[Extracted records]
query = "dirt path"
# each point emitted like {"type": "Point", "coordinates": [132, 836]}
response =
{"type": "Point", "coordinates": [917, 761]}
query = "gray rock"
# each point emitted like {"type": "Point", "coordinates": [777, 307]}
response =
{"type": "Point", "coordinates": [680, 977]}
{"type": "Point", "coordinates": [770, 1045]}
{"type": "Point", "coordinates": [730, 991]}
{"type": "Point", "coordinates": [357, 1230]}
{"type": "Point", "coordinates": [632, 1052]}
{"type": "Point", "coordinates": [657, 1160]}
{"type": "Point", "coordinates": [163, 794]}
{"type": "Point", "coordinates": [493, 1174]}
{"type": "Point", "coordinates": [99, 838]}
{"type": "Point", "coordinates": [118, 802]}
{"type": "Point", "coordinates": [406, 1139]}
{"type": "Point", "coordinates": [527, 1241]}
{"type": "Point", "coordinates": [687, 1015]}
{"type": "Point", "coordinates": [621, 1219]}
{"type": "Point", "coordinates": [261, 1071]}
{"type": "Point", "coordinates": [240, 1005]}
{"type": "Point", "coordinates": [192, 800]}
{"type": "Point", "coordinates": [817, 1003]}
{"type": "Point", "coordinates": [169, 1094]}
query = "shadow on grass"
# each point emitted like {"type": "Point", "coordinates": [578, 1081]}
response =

### Work task
What lines above contain the word "query"? Return each such line.

### Response to the task
query = "dirt path"
query = "gray rock"
query = "shadow on grass"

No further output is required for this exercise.